▸ Directive: Give back the records word for word, from their first line through the line containing "POLYGON ((15 816, 0", both ends included, and leave the pictures out of your answer.
· · · · ·
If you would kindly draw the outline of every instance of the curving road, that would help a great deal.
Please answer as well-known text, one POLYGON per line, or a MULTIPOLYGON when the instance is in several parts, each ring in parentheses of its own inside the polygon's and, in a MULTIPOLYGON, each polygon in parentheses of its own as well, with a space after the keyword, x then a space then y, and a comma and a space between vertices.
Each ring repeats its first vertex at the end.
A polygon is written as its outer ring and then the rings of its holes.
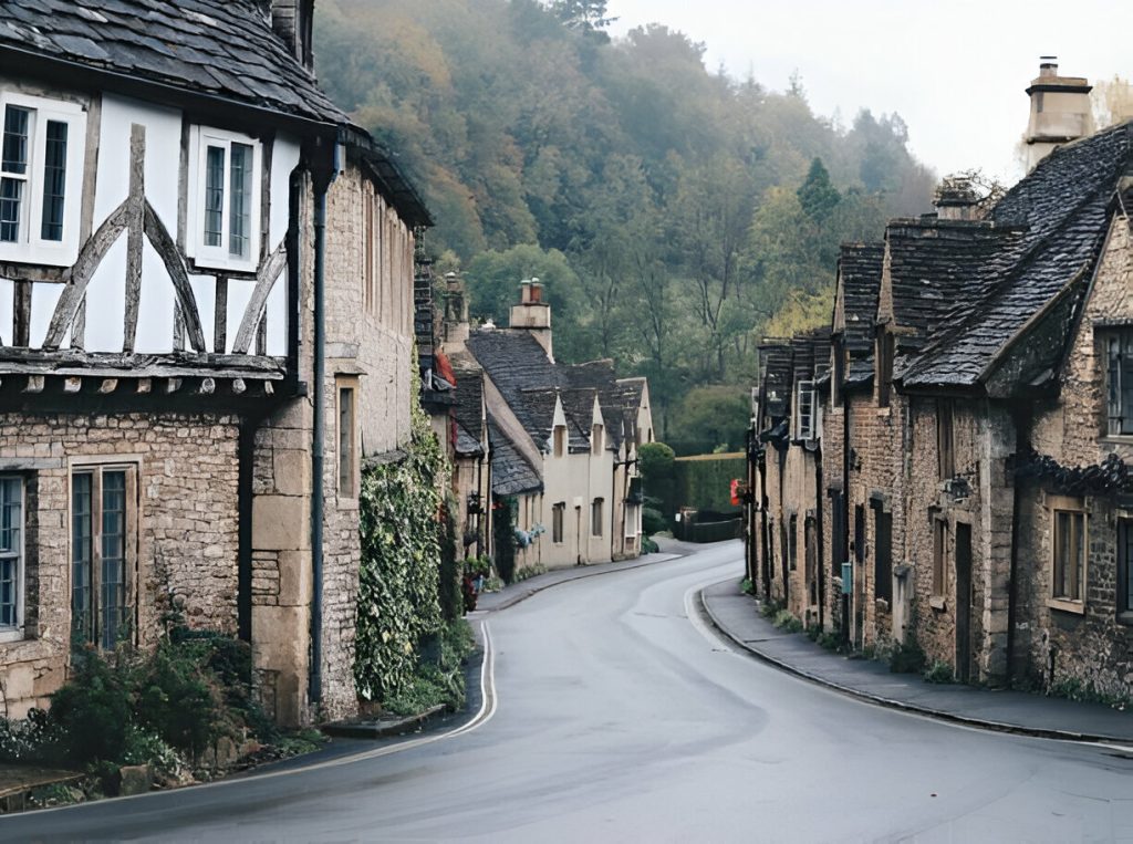
POLYGON ((15 816, 0 841, 1133 839, 1119 752, 876 708, 731 650, 689 608, 741 554, 708 546, 493 614, 495 698, 458 734, 15 816))

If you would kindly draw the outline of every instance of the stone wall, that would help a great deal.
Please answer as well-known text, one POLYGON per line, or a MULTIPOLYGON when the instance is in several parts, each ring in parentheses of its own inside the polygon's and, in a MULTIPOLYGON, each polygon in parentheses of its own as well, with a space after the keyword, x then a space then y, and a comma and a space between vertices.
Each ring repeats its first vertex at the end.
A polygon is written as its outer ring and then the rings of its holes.
MULTIPOLYGON (((225 415, 0 415, 3 474, 26 483, 24 638, 0 642, 3 713, 23 717, 66 679, 70 653, 70 476, 131 467, 136 568, 127 573, 137 641, 152 646, 176 596, 194 629, 237 628, 239 428, 225 415)), ((129 542, 129 539, 128 539, 129 542)))
MULTIPOLYGON (((1133 461, 1133 437, 1106 433, 1105 325, 1133 323, 1133 236, 1127 218, 1114 220, 1108 248, 1083 305, 1056 404, 1034 417, 1036 451, 1064 467, 1094 466, 1116 453, 1133 461)), ((1128 502, 1098 493, 1066 500, 1048 483, 1029 481, 1020 495, 1019 605, 1014 630, 1016 674, 1050 687, 1079 683, 1113 696, 1133 690, 1133 620, 1117 614, 1117 519, 1128 502), (1058 496, 1058 497, 1056 497, 1058 496), (1084 600, 1051 598, 1053 511, 1085 512, 1088 557, 1084 600)))

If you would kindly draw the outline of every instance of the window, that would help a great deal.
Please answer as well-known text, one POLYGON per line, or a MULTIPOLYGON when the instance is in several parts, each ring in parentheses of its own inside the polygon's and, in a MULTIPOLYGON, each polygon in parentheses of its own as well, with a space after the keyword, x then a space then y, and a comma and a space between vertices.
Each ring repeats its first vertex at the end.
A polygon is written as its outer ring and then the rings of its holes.
POLYGON ((71 475, 71 633, 110 650, 130 636, 137 562, 137 478, 133 467, 71 475))
POLYGON ((795 402, 795 440, 815 438, 815 382, 800 381, 795 402))
POLYGON ((1133 434, 1133 330, 1106 340, 1108 433, 1133 434))
POLYGON ((1133 518, 1117 519, 1117 615, 1133 622, 1133 518))
POLYGON ((24 479, 0 476, 0 640, 24 626, 24 479))
POLYGON ((195 146, 191 255, 202 266, 252 272, 259 258, 261 144, 246 135, 199 128, 195 146))
POLYGON ((893 385, 893 332, 886 326, 877 329, 877 406, 889 407, 889 389, 893 385))
POLYGON ((786 531, 786 560, 791 571, 799 568, 799 517, 792 515, 786 531))
POLYGON ((874 505, 874 597, 893 600, 893 513, 874 505))
POLYGON ((78 257, 86 113, 74 103, 0 96, 0 259, 69 266, 78 257))
POLYGON ((932 597, 944 597, 945 568, 948 554, 948 522, 932 522, 932 597))
POLYGON ((956 461, 953 457, 952 437, 952 402, 937 399, 936 402, 936 457, 940 480, 956 476, 956 461))
POLYGON ((1085 513, 1055 510, 1055 556, 1050 597, 1082 603, 1085 589, 1085 513))
POLYGON ((357 497, 355 476, 357 475, 357 434, 355 423, 355 386, 339 381, 339 496, 357 497))
POLYGON ((562 545, 563 542, 563 515, 566 512, 566 503, 560 501, 551 508, 551 542, 562 545))

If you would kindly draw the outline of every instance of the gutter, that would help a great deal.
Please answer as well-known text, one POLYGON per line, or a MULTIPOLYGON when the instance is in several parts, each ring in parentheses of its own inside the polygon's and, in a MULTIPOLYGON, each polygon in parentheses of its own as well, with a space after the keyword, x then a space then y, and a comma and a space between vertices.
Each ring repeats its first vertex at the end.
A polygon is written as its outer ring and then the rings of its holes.
POLYGON ((314 423, 310 449, 310 665, 307 700, 317 706, 323 699, 323 447, 326 437, 326 194, 342 163, 342 148, 334 145, 331 170, 315 179, 315 313, 314 313, 314 423))

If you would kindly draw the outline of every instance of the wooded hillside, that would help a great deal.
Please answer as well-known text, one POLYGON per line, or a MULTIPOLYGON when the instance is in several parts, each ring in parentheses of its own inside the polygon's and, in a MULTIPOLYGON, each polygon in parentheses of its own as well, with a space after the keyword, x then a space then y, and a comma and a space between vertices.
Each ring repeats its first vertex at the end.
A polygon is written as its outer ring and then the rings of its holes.
POLYGON ((699 387, 751 383, 760 336, 827 322, 838 244, 929 210, 935 178, 896 114, 842 126, 661 25, 611 41, 604 6, 325 0, 320 80, 424 194, 474 316, 505 324, 539 276, 556 356, 647 375, 661 435, 695 451, 734 436, 683 421, 714 417, 699 387))

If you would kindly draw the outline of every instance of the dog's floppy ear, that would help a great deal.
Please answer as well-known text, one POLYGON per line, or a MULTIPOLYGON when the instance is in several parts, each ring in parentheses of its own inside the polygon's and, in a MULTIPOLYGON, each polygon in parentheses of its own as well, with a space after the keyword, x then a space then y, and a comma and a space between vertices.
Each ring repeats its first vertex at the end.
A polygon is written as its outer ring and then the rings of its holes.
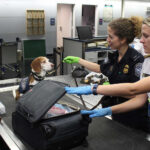
POLYGON ((40 73, 41 72, 41 61, 40 61, 40 57, 37 57, 36 59, 34 59, 31 63, 31 68, 37 72, 40 73))

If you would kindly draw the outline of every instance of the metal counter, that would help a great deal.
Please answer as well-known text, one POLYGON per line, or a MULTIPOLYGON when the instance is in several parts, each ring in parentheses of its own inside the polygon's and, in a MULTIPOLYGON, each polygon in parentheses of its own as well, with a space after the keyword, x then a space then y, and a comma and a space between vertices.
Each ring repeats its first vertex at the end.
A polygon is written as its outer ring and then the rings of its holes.
MULTIPOLYGON (((70 75, 49 77, 46 78, 46 80, 61 81, 69 84, 70 86, 75 86, 75 82, 70 75)), ((79 85, 83 85, 80 84, 79 80, 80 79, 78 79, 79 85)), ((7 88, 0 88, 0 101, 2 101, 6 106, 7 111, 0 123, 0 135, 7 143, 10 150, 32 150, 32 148, 18 138, 12 130, 11 114, 15 110, 16 106, 12 91, 17 87, 17 85, 14 85, 7 88)), ((67 96, 81 104, 78 96, 67 96)), ((93 105, 95 105, 100 98, 101 95, 83 96, 88 108, 91 108, 93 105)), ((89 126, 89 136, 87 137, 87 141, 88 147, 81 145, 73 148, 72 150, 149 150, 150 148, 150 142, 146 140, 145 133, 127 128, 105 117, 93 119, 89 126)))

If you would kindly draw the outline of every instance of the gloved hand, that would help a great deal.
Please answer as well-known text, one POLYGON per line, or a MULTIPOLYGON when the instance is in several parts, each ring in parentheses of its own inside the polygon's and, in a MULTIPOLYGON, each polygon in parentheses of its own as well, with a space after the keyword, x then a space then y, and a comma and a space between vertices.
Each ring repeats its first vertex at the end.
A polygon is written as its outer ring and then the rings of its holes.
POLYGON ((111 107, 94 109, 94 110, 81 110, 81 114, 89 114, 90 118, 93 117, 104 117, 107 115, 112 115, 111 107))
POLYGON ((88 75, 85 76, 85 79, 87 80, 88 78, 92 78, 92 77, 100 78, 100 75, 102 75, 102 73, 90 72, 88 75))
POLYGON ((64 58, 63 62, 68 63, 68 64, 73 64, 73 63, 78 63, 80 57, 75 57, 75 56, 67 56, 64 58))
POLYGON ((92 86, 65 87, 68 94, 88 95, 93 94, 92 86))

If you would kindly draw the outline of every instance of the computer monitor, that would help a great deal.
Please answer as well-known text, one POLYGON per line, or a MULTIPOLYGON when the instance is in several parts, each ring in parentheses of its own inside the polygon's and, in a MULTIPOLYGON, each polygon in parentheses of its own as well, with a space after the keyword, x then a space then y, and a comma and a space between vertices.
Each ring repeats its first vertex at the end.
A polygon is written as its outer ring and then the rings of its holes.
POLYGON ((93 38, 90 26, 77 26, 76 29, 78 33, 78 38, 80 40, 88 40, 93 38))

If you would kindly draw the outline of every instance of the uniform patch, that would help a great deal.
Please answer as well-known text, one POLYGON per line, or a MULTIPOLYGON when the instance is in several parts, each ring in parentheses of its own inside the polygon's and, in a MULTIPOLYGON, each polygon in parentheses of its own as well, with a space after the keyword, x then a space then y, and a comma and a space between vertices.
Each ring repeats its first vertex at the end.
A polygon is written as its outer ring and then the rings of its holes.
POLYGON ((129 65, 125 65, 123 68, 123 73, 127 74, 129 72, 129 65))
POLYGON ((141 69, 142 69, 142 63, 137 63, 135 65, 135 76, 140 77, 141 69))

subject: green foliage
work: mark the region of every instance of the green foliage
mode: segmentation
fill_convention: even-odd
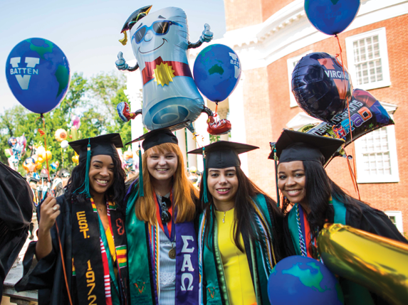
[[[30,156],[29,146],[33,144],[44,144],[44,137],[41,137],[38,129],[46,132],[47,149],[53,157],[49,164],[58,161],[62,168],[63,156],[64,167],[72,169],[74,166],[72,156],[73,149],[62,150],[60,143],[55,139],[55,132],[62,128],[67,132],[71,127],[71,115],[80,117],[80,127],[83,138],[95,137],[99,134],[119,132],[123,143],[131,140],[130,123],[123,123],[116,112],[116,105],[120,102],[127,102],[124,92],[125,77],[115,73],[100,73],[89,79],[82,74],[74,73],[71,77],[68,92],[61,103],[53,111],[44,114],[46,128],[39,114],[27,110],[19,105],[6,109],[0,115],[0,161],[8,164],[4,149],[9,149],[7,140],[10,137],[20,137],[23,134],[27,139],[27,152],[21,157],[19,171],[25,175],[21,164]],[[72,141],[68,139],[68,141]],[[46,166],[46,162],[43,164]],[[57,170],[58,170],[57,169]],[[53,173],[50,167],[50,173]]]

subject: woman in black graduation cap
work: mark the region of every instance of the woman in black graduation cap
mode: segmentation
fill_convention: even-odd
[[[79,164],[66,193],[37,210],[38,240],[28,246],[16,289],[38,289],[39,304],[130,304],[120,135],[69,144]],[[34,254],[38,262],[30,270]]]
[[[198,194],[172,127],[132,141],[143,140],[145,151],[125,198],[132,304],[199,304]]]
[[[287,255],[320,259],[316,238],[325,223],[350,225],[407,242],[383,212],[351,197],[328,177],[323,165],[343,143],[291,130],[284,130],[278,139],[278,186],[283,196]],[[273,157],[273,153],[269,159]],[[292,208],[287,212],[290,206]],[[365,288],[340,279],[345,304],[387,304]]]
[[[204,154],[199,223],[203,304],[268,304],[268,279],[280,259],[281,210],[241,169],[239,154],[258,147],[219,141]]]

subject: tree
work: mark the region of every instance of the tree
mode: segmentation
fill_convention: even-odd
[[[7,140],[10,137],[20,137],[24,134],[27,139],[27,153],[21,157],[19,171],[25,174],[21,164],[30,156],[28,146],[31,143],[44,143],[44,136],[38,132],[41,129],[46,133],[47,149],[53,154],[50,161],[58,161],[61,168],[63,156],[64,166],[72,168],[73,151],[70,148],[63,151],[54,134],[58,129],[68,130],[71,127],[71,115],[74,114],[81,118],[80,130],[83,138],[119,132],[124,143],[130,141],[130,124],[124,124],[116,112],[116,105],[127,101],[124,89],[125,80],[122,75],[101,73],[87,80],[82,74],[74,73],[64,100],[55,109],[44,114],[45,129],[39,114],[31,112],[22,106],[6,110],[0,115],[0,160],[8,164],[4,153],[4,149],[9,148]],[[72,141],[70,139],[68,140]],[[45,164],[43,164],[44,167]],[[50,168],[50,172],[53,171]]]

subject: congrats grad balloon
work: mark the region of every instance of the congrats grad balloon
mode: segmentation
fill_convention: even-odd
[[[10,52],[6,77],[19,102],[28,110],[42,114],[51,111],[64,98],[70,67],[56,45],[43,38],[28,38]]]

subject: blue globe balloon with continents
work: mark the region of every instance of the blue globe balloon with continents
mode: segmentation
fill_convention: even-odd
[[[224,45],[211,45],[198,55],[193,68],[194,82],[213,102],[226,100],[241,77],[241,63],[236,53]]]
[[[56,44],[46,39],[28,38],[10,52],[6,77],[19,102],[28,110],[42,114],[51,111],[64,98],[70,67]]]
[[[272,270],[268,282],[271,305],[341,305],[340,284],[321,262],[310,257],[291,256]]]

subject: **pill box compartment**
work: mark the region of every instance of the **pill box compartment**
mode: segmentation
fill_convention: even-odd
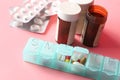
[[[69,72],[70,68],[70,58],[73,53],[73,47],[59,44],[56,50],[54,63],[54,69],[62,70],[65,72]]]
[[[104,57],[101,55],[90,53],[86,62],[85,76],[88,78],[100,79],[100,73],[103,65]]]
[[[86,71],[86,61],[88,57],[89,51],[88,49],[82,47],[74,47],[74,52],[71,56],[70,63],[70,72],[73,74],[85,76]]]
[[[40,65],[47,66],[50,68],[54,66],[52,61],[54,60],[57,47],[58,44],[45,42],[40,51]]]
[[[101,80],[116,80],[119,61],[105,57],[104,64],[101,72]]]
[[[34,64],[40,63],[40,50],[44,41],[30,38],[23,50],[23,60]]]

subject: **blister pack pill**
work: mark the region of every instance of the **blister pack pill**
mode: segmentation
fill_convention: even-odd
[[[10,8],[10,26],[44,33],[50,17],[57,13],[59,4],[59,0],[24,0],[22,5]]]

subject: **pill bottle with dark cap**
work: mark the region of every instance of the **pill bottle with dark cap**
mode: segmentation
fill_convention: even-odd
[[[63,2],[57,12],[57,28],[55,40],[62,44],[72,44],[76,30],[76,23],[80,16],[81,8],[72,2]]]
[[[87,10],[89,6],[93,5],[94,0],[69,0],[69,2],[75,2],[81,7],[80,17],[76,26],[76,34],[81,34],[85,23]]]
[[[99,5],[89,7],[86,15],[86,24],[82,30],[81,42],[89,47],[98,46],[101,32],[107,20],[107,10]]]

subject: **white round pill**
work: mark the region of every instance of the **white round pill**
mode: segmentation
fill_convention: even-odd
[[[35,23],[35,24],[38,24],[38,25],[42,25],[42,24],[43,24],[43,21],[42,21],[40,18],[35,18],[35,19],[34,19],[34,23]]]
[[[74,65],[78,65],[78,66],[83,66],[83,64],[79,63],[79,62],[73,62]]]
[[[30,30],[33,31],[33,32],[37,32],[37,31],[41,30],[41,27],[37,24],[33,24],[33,25],[30,26]]]

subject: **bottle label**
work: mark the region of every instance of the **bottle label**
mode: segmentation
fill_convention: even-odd
[[[100,24],[98,32],[96,34],[96,37],[94,39],[93,46],[97,46],[98,45],[98,41],[99,41],[99,38],[100,38],[100,35],[102,33],[103,28],[104,28],[104,24]]]
[[[81,34],[81,43],[83,43],[83,41],[84,41],[84,37],[85,37],[86,29],[87,29],[87,24],[88,24],[88,21],[87,21],[87,19],[85,19],[82,34]]]
[[[67,44],[71,22],[66,22],[61,20],[59,17],[57,19],[57,32],[56,41],[58,43]]]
· · · · ·
▸ The response:
If you would kindly draw the outline of every instance of the curving road, that would help a great deal.
Please answer as well-known text, one POLYGON per line, or a MULTIPOLYGON when the instance is in several parts, each ring in parentheses of its own inside the polygon's and, in a MULTIPOLYGON, each polygon in parentheses of its own as well, with a space after the keyword, x then a space then y, and a comma and a space between vertices.
Each ring repeats its first vertex at the end.
A polygon is written as its outer ring and then the rings of its holes.
POLYGON ((15 816, 0 841, 1133 839, 1119 752, 876 708, 731 650, 689 608, 741 554, 708 546, 493 614, 495 698, 458 734, 15 816))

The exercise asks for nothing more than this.